Entries shown

^^^^^^^^^^^^^^^^

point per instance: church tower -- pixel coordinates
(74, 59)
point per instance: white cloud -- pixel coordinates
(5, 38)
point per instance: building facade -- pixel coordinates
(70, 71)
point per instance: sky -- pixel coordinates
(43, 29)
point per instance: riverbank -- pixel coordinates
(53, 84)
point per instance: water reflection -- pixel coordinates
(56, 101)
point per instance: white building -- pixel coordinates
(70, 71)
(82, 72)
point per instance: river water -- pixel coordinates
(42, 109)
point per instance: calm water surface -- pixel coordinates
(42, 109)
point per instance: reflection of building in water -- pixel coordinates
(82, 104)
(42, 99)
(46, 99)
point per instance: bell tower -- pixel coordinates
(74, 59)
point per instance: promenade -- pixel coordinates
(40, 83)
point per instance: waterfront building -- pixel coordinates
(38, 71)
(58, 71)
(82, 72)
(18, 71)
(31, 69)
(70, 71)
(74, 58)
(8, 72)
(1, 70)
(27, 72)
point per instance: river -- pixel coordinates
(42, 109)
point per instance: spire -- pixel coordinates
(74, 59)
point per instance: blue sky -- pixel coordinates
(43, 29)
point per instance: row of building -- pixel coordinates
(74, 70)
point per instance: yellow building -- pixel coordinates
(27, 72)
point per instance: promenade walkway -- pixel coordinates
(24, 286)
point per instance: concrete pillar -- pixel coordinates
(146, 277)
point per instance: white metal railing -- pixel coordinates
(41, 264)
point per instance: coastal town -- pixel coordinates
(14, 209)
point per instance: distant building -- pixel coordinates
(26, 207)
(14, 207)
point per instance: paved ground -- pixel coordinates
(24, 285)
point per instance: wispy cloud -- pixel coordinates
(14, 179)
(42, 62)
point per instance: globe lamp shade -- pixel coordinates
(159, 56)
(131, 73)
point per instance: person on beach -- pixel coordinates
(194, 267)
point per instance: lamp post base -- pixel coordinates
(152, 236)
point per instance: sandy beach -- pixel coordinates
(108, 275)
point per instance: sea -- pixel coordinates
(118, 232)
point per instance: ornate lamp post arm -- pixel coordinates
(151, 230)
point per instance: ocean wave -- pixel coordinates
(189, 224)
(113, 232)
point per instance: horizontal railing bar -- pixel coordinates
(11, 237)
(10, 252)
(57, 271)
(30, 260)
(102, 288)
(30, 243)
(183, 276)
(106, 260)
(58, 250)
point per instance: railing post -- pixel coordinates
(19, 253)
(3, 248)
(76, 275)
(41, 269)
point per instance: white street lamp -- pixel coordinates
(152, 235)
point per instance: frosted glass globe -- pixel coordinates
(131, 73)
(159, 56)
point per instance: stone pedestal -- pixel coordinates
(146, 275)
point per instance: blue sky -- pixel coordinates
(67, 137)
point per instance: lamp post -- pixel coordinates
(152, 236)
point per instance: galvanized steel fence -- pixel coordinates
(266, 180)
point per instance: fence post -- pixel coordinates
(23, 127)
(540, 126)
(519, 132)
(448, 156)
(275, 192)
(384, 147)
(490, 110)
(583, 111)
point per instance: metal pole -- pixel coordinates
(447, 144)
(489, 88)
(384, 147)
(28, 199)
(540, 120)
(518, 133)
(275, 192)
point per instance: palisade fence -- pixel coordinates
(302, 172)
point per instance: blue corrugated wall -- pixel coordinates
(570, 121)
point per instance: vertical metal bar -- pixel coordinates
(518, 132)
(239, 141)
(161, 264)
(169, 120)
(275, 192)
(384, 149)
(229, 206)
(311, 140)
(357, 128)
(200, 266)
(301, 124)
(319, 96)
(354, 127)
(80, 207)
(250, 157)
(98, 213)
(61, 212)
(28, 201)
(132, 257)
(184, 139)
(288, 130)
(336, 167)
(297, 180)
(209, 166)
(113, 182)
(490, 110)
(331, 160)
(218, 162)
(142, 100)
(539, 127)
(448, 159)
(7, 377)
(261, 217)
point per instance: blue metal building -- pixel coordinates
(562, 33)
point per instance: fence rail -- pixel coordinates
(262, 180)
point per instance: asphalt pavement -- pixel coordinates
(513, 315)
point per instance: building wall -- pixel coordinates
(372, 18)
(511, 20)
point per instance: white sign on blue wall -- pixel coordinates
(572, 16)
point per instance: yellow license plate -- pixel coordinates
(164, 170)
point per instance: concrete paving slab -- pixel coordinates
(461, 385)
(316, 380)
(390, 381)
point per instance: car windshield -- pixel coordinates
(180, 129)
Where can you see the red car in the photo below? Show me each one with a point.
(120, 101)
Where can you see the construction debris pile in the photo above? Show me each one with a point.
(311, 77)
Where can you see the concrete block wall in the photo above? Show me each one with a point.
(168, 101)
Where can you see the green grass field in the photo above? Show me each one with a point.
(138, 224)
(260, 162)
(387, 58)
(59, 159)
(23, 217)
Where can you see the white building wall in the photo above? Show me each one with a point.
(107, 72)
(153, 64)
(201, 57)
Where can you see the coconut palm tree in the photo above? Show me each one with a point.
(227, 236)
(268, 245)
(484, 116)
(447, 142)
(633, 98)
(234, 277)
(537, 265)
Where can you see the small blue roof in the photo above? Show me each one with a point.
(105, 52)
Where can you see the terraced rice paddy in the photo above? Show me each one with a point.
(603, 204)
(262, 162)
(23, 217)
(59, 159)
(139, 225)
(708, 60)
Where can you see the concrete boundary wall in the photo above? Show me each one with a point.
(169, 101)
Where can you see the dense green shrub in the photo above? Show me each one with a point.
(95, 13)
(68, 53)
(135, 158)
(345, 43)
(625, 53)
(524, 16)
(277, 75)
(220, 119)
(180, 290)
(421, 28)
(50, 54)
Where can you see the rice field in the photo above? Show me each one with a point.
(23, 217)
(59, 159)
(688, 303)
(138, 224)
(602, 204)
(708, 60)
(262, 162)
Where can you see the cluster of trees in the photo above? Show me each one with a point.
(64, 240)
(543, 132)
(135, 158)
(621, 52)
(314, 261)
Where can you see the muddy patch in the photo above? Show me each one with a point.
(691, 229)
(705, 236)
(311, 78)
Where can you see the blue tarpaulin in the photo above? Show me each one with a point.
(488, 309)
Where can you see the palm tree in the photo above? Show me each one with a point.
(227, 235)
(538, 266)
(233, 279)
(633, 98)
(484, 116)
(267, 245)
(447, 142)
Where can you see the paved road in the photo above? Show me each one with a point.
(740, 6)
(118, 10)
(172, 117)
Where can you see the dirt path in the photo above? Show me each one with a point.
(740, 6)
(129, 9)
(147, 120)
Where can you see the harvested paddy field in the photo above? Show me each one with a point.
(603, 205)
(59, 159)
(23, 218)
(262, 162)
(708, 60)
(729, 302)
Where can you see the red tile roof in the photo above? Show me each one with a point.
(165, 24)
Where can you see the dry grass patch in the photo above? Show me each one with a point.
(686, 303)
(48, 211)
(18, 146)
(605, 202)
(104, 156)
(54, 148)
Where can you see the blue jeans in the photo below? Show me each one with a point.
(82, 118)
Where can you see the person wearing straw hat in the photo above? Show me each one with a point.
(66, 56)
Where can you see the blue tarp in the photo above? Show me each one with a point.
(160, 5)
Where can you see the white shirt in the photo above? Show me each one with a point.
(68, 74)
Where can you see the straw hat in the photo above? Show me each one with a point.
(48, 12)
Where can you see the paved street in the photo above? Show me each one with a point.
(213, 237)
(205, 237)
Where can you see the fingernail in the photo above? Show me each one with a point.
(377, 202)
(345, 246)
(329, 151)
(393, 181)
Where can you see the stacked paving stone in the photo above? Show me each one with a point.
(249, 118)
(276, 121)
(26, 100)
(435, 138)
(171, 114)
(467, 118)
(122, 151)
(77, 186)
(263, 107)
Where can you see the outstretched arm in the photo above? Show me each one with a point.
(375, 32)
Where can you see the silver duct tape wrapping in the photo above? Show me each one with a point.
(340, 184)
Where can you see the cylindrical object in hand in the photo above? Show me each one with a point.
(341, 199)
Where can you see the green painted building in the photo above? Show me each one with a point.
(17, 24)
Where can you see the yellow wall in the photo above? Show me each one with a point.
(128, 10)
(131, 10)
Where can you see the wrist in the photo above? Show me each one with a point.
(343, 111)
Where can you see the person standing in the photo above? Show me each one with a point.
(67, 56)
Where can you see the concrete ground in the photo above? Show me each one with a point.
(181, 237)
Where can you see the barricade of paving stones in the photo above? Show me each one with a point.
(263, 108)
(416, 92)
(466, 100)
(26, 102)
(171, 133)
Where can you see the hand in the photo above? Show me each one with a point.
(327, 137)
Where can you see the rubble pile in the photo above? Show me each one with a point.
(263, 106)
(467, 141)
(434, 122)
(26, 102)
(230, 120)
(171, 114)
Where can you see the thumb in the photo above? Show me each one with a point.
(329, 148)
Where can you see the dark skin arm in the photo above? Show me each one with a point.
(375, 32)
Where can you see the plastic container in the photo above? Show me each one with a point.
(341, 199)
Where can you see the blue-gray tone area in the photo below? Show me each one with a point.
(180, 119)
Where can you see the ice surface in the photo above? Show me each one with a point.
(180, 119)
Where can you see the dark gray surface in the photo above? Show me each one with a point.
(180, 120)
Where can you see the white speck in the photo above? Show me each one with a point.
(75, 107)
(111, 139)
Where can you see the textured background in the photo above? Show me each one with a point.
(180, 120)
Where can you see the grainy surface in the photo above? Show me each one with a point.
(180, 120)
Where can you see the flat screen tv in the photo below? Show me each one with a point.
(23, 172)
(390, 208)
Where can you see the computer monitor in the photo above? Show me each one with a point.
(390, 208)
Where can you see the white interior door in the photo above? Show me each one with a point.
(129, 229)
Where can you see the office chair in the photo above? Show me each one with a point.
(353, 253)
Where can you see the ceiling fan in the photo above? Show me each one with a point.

^^^^^^^^^^^^^^^^

Directions for this task
Up to and including the last line above, starting with the line that contains "Where can you see the rubble", return each line exactly and nothing else.

Result of the task
Where can you see the rubble pile in the photo above? Show me each one with a point.
(263, 106)
(467, 141)
(434, 122)
(26, 102)
(230, 120)
(171, 114)
Where can you see the thumb in the photo above? Show me each one with a point.
(329, 148)
Where can you see the dark skin arm in the photo above? Show me each one with a point.
(375, 32)
Where can you see the plastic container in the photo above? Show me each one with a point.
(341, 199)
Where can you see the blue-gray tone area in the photo below? Show me each one with a point.
(180, 119)
Where can you see the ice surface in the photo above? Show me each one with a point.
(180, 119)
Where can you see the dark gray surface in the photo above? Show me each one with a point.
(180, 120)
Where can you see the white speck in the photo above? Show me each one with a point.
(75, 107)
(111, 139)
Where can you see the textured background in the photo above? Show me each one with a point.
(180, 120)
Where can you see the grainy surface in the photo above? Show me each one with a point.
(180, 120)
Where can you see the flat screen tv in the photo below? Show me each one with a point.
(23, 172)
(390, 208)
Where can you see the computer monitor in the photo above? Show me each one with a point.
(390, 208)
Where can you see the white interior door in the photo above? Show me each one with a point.
(129, 229)
Where can you see the office chair in the photo above? Show me each one with a point.
(353, 253)
Where can you see the ceiling fan in the photo above? Show me each one with a point.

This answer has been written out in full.